The Sphinx (СФИНКС) was an experimental Soviet project for a home automation system, commissioned by the State Committee for Science and Technology and designed by Dmitry Azrikan, in collaboration with A. Kolotushkin and V. Goessen, in 1987. Sphinx, an acronym for Super Functional Integrated Communication System (Суперфункциональная интегрированная коммуникативная система), was intended to be an ensemble of modules that would allow consumers to easily interact with information systems.

The home environment, as described in a 1987 issue of Soviet magazine Technical Aesthetics (Техническая эстетика), would be composed of "spherical speakers, a detachable monitor, headphones, a handheld remote control with a removable display, a diskette drive, a processor with three memory blocks and more". The modules were designed to be used collectively, or individually by family members, and the number of memory blocks was supposed to be possibly increased endlessly according to the needs of the household so different family members could activate different programs simultaneously.

According to Sergey Moiseyev, Head the VNIITE (Russian design research institute):

The SPHINX equipment was designed to have everything integrated into one single system, and it was not just about creating a smart house: it also had a lot to do with solving some of the more important problems facing Soviet men and women. Say, for instance, that someone wanted to increase the functionality of his or her tape recorder. Back in the day, they would most certainly have come face to face with a number of difficulties with compatibility. Ergonomics too had its share of issues, since quite often even the appearance of the TV and the recorder had little, if anything, in common.
— Sergey Moiseyev

The configuration of the Sphinx station, with detachable monitors and speakers, prefigured the environment of computer stations with peripheral touch pads and accessories that characterises informatics systems in the beginnings of the 21st century.

ASSIGNED TASK.
Using the text about the Sphinx, answer these questions:
1. In what year was the Sphinx designed?
2. Which Soviet magazine described its home environment?
3. Who is quoted, and what institute does he head?
The entries that come next are separate material and have no connection to the text about the Sphinx.

(Saved entries)
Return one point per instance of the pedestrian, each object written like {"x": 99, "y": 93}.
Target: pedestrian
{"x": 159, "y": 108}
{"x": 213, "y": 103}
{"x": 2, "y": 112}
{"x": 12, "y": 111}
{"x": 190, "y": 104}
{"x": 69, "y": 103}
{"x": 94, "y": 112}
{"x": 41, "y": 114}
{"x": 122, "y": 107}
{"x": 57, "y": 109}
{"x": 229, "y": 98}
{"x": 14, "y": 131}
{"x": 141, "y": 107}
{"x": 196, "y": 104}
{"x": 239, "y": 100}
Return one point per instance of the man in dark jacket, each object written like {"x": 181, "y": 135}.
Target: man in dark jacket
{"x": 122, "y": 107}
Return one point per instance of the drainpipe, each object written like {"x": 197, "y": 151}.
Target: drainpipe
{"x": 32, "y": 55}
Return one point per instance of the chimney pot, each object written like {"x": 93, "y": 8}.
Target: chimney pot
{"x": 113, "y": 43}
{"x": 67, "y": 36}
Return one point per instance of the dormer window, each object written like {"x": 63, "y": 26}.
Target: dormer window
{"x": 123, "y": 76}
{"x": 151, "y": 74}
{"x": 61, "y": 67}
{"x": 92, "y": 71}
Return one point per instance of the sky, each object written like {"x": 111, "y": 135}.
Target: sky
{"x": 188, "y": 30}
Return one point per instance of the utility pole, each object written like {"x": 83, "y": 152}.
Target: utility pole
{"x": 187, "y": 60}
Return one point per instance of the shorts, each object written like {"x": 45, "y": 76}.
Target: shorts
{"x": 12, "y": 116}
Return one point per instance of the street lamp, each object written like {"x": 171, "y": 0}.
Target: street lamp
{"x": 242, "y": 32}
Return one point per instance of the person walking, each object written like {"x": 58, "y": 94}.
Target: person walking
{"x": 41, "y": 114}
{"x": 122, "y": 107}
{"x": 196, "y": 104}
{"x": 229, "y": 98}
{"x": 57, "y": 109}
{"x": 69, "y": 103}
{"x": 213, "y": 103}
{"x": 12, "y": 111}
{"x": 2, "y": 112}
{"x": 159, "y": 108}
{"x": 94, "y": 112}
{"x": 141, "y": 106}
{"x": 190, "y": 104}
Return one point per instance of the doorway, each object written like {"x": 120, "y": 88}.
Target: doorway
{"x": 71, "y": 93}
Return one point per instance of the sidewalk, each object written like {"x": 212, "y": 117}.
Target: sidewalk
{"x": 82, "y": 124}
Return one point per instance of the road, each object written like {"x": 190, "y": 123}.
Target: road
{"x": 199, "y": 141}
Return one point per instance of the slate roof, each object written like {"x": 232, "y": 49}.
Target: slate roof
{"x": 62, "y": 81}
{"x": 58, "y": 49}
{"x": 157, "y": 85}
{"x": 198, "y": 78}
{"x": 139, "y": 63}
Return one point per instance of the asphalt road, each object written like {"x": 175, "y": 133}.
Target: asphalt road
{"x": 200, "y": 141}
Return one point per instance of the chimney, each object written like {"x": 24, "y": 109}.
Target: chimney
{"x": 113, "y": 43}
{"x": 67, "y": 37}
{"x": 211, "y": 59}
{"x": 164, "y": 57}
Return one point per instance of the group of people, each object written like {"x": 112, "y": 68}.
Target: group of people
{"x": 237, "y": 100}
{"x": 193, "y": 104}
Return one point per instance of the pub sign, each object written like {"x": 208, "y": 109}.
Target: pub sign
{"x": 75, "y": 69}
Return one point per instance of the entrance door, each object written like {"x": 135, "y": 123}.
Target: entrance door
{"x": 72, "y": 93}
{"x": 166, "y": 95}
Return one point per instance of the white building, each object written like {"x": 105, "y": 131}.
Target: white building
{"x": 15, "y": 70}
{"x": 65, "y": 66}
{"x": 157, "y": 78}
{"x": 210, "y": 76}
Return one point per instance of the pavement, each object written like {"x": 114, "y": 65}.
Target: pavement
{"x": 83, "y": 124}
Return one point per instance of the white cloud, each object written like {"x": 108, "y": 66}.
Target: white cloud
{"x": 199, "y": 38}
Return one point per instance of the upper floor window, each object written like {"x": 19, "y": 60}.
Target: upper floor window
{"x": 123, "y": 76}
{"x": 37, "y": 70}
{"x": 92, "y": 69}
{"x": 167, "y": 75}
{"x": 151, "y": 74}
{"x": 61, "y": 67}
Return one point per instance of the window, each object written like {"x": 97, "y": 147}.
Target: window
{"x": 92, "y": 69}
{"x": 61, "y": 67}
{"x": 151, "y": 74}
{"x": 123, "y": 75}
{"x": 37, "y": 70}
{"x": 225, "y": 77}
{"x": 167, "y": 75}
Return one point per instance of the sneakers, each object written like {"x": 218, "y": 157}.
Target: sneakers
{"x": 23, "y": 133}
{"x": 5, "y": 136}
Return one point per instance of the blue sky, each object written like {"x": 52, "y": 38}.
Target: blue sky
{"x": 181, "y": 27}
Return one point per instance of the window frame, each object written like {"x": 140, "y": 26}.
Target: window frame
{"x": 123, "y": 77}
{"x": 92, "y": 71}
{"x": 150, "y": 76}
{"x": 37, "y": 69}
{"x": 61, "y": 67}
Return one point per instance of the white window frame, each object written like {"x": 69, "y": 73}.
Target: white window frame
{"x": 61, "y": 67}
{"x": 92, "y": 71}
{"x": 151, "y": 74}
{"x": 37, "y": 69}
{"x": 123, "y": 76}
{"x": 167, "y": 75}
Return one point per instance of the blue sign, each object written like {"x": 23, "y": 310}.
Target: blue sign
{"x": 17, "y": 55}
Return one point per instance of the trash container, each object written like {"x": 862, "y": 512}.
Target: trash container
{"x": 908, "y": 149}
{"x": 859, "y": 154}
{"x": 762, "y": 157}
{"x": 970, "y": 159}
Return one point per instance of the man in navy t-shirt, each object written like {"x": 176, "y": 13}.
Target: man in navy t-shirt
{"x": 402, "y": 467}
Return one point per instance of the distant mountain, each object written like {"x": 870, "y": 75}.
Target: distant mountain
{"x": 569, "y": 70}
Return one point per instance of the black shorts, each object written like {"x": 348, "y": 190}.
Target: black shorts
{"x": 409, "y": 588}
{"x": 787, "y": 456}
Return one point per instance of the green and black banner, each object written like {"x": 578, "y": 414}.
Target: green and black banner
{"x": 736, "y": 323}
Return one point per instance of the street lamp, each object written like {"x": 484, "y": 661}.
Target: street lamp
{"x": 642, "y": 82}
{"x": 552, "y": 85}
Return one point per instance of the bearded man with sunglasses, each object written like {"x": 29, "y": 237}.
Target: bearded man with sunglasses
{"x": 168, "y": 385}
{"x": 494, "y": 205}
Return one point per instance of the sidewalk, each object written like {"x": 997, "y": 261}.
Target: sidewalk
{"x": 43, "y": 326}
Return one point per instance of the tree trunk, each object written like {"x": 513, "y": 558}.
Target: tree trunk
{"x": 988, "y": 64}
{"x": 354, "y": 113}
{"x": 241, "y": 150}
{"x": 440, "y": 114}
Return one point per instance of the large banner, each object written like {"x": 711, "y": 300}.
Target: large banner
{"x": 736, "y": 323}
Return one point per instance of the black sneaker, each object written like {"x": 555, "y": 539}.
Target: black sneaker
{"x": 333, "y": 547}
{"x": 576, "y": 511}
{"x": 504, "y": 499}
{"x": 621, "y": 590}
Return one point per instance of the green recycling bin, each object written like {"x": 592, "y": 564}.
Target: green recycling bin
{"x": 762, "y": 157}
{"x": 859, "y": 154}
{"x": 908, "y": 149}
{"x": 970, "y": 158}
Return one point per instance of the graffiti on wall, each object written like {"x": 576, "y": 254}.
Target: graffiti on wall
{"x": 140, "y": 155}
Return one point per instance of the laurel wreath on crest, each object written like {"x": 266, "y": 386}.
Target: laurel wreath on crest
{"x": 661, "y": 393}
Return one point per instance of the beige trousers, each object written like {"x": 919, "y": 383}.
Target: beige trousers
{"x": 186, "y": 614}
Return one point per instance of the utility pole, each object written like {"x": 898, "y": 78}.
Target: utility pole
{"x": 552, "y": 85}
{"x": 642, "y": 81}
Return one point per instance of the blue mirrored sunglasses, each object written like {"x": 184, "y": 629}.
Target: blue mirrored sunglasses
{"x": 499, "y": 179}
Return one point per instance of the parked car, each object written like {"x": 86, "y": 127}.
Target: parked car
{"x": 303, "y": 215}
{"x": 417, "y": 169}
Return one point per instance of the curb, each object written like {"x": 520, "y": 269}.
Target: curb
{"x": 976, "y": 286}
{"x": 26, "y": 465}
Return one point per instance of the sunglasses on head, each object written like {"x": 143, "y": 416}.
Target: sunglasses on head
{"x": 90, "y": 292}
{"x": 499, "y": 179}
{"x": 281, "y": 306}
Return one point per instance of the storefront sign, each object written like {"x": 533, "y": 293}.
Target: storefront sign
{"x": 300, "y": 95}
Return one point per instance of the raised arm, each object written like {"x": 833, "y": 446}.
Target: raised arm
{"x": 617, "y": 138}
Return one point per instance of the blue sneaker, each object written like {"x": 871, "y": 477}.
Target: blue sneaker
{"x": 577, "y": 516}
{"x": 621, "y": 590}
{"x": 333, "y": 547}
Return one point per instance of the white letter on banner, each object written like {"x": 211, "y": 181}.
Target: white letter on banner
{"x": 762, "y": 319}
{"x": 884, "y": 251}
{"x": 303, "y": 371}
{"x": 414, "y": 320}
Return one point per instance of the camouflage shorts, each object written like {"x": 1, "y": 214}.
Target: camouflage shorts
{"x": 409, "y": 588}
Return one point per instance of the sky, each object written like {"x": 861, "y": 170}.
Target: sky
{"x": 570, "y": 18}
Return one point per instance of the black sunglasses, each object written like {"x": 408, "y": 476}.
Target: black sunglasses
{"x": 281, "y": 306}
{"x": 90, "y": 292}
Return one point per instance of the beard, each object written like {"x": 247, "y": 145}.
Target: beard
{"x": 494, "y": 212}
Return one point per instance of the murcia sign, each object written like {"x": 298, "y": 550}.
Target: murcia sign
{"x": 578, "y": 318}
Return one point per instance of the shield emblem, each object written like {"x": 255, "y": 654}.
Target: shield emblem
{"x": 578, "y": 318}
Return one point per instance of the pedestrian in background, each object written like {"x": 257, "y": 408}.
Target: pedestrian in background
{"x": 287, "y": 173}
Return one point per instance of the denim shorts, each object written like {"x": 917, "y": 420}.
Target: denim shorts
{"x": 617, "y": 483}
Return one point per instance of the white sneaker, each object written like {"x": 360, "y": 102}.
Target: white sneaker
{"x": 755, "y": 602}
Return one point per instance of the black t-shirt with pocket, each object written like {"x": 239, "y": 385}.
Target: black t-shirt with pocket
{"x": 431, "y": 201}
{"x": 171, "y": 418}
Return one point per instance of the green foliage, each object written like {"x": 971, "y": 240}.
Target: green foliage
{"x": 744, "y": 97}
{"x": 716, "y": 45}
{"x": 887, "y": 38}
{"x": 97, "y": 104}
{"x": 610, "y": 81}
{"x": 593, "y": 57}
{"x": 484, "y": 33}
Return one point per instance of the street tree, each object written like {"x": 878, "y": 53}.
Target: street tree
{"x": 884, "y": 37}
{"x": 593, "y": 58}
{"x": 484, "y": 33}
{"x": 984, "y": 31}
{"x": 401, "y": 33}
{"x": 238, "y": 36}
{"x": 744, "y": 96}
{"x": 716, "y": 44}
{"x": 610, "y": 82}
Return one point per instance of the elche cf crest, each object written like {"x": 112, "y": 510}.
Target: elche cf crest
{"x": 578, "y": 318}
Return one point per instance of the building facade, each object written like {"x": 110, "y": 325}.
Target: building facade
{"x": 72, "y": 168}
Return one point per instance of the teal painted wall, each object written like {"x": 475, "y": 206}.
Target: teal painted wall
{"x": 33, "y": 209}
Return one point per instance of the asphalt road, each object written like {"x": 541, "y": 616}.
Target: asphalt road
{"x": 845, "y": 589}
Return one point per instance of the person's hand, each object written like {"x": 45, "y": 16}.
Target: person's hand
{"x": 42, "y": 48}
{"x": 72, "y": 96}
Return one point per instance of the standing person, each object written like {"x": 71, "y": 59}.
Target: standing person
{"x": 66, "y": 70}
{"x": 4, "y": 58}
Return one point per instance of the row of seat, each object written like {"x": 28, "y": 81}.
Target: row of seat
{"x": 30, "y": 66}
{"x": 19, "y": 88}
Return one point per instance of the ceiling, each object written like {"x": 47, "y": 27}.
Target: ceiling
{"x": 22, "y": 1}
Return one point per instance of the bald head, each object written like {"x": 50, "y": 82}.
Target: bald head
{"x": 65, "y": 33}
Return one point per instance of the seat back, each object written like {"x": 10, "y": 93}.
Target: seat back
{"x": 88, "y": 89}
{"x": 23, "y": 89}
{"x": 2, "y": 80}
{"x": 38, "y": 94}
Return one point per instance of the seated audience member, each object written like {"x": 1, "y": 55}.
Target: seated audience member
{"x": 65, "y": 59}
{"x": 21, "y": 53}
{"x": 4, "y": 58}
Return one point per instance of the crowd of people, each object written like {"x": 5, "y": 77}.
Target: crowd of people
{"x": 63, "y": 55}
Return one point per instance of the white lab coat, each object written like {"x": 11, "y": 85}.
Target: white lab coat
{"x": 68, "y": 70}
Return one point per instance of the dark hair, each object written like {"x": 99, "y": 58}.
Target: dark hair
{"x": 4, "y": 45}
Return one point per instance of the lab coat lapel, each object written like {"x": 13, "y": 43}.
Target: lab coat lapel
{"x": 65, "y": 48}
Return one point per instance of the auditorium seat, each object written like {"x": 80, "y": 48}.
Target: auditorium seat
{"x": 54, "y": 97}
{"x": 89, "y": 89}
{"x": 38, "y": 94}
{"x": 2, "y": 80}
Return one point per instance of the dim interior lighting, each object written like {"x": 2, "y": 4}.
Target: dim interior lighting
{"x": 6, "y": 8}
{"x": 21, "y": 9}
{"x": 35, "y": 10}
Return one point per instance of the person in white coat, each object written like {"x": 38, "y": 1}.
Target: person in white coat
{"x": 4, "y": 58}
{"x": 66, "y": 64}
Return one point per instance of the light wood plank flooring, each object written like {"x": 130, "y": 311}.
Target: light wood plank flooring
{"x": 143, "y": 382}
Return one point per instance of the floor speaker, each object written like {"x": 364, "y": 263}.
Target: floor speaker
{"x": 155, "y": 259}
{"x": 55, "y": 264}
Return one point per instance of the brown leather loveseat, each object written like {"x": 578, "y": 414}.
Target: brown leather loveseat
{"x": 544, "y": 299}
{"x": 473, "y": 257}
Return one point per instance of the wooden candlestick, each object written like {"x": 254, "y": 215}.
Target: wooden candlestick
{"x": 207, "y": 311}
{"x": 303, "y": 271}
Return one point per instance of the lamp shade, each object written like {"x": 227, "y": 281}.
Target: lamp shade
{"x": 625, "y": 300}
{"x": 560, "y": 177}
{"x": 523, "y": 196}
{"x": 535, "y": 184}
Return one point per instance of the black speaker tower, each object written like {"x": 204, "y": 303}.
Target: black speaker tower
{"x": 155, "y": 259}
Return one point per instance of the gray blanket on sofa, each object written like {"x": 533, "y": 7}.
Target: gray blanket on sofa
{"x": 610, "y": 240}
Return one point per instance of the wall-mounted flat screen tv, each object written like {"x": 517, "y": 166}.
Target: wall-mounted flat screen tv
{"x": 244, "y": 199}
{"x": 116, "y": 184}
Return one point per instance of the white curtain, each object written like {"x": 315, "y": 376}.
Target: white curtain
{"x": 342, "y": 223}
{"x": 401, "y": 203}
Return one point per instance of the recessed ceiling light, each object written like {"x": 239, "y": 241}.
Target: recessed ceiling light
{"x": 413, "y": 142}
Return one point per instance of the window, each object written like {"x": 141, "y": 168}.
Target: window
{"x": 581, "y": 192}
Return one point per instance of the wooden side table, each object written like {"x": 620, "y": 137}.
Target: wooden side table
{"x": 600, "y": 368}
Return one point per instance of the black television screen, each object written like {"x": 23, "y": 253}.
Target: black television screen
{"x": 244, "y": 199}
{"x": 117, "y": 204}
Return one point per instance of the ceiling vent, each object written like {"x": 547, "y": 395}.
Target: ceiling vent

RESULT FOR THIS TASK.
1. 1987
2. Technical Aesthetics (Техническая эстетика)
3. Sergey Moiseyev, head of the VNIITE (Russian design research institute)